MLJ.save() and restoring with machine() don't work

Hello!

I made a simple XGBoost model with the pipeline below, fitted it with data and tried to save it and then restore it, but when restoring it (even if in the same notebook) I get error on trying to apply predict. Any idea on how to solve it?

XGBC = @load XGBoostClassifier
xgb = XGBC()
ohe = OneHotEncoder()

# Pipeline OneHotEncoder > XGBoost
xgb_pipe = ohe |> xgb

# Setting Target and Features tables:
y, X = unpack(df, ==(:y_label), col->true)

train, test = partition(1:length(y), 0.1, shuffle=true)

xgbm = machine(xgb_pipe, X, y, cache=false)
fit!(xgbm, rows=train, verbosity=0)

MLJ.save("mach_xgb_pipe.jls", xgbm)

# Restoring the model and using for predictions:
mach_restored = machine("mach_xgb_pipe.jls")

yhat = predict_mode(mach_restored , X[test,:])

Error message:

Error: Failed to apply the operation `predict` to the machine machine(:xg_boost_classifier, …), which receives it's data arguments from one or more nodes in a learning network. Possibly, one of these nodes is delivering data that is incompatible with the machine's model.
│ Model (xg_boost_classifier):
│ input_scitype = Unknown
│ target_scitype =Unknown
│ output_scitype =Unknown
│ 
│ Incoming data:
│ arg of predict	scitype
│ -------------------------------------------
│ Node @818 → :one_hot_encoder	Table{AbstractVector{Continuous}}
│ 
│ Learning network sources:
│ source	scitype
│ -------------------------------------------
│ Source @791	Table{Union{AbstractVector{Continuous}, AbstractVector{Multiclass{10}}, AbstractVector{Multiclass{2}}, AbstractVector{Multiclass{89}}, AbstractVector{Multiclass{6}}}}
│ Source @496	AbstractVector{OrderedFactor{2}}
└ @ MLJBase C:\Users\User\.julia\packages\MLJBase\mIaqI\src\composition\learning_networks\nodes.jl:153
XGBoostError: (caller: XGBoosterPredictFromDMatrix)
[14:39:55] /workspace/srcdir/xgboost/src/c_api/c_api.cc:1059: Booster has not been initialized or has already been disposed.

Stacktrace:
  [1] _apply(y_plus::Tuple{Node{Machine{Symbol, true}}, Machine{Symbol, true}}, input::DataFrame; kwargs::Base.Pairs{Symbol, Union{}, Tuple{}, NamedTuple{(), Tuple{}}})
    @ MLJBase C:\Users\User\.julia\packages\MLJBase\mIaqI\src\composition\learning_networks\nodes.jl:159
  [2] _apply
    @ C:\Users\User\.julia\packages\MLJBase\mIaqI\src\composition\learning_networks\nodes.jl:144 [inlined]
  [3] (::Node{Machine{Symbol, true}})(Xnew::DataFrame)

Information supplied:
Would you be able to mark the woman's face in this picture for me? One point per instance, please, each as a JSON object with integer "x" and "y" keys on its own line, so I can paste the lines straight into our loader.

Complete the following:
a – In the MLJ forum post, what does the XGBoost error say about the booster?
b – Resume the MLJ forum post from the point where it stops.
The material has no connection to the MLJ forum post.

Responses to the tasks:
a – It says the booster has not been initialized or has already been disposed.

b –
    @ MLJBase C:\Users\User\.julia\packages\MLJBase\mIaqI\src\composition\learning_networks\nodes.jl:140
  [4] output_and_report(signature::MLJBase.Signature{NamedTuple{(:predict, :transform), Tuple{Node{Machine{Symbol, true}}, Node{Machine{Symbol, true}}}}}, operation::Symbol, Xnew::DataFrame)
    @ MLJBase C:\Users\User\.julia\packages\MLJBase\mIaqI\src\composition\learning_networks\signatures.jl:374
  [5] predict(model::MLJBase.ProbabilisticPipeline{NamedTuple{(:one_hot_encoder, :xg_boost_classifier), Tuple{Unsupervised, Probabilistic}}, MLJModelInterface.predict}, fitresult::MLJBase.Signature{NamedTuple{(:predict, :transform), Tuple{Node{Machine{Symbol, true}}, Node{Machine{Symbol, true}}}}}, Xnew::DataFrame)
    @ MLJBase C:\Users\User\.julia\packages\MLJBase\mIaqI\src\operations.jl:191
  [6] predict(mach::Machine{MLJBase.ProbabilisticPipeline{NamedTuple{(:one_hot_encoder, :xg_boost_classifier), Tuple{Unsupervised, Probabilistic}}, MLJModelInterface.predict}, false}, Xraw::DataFrame)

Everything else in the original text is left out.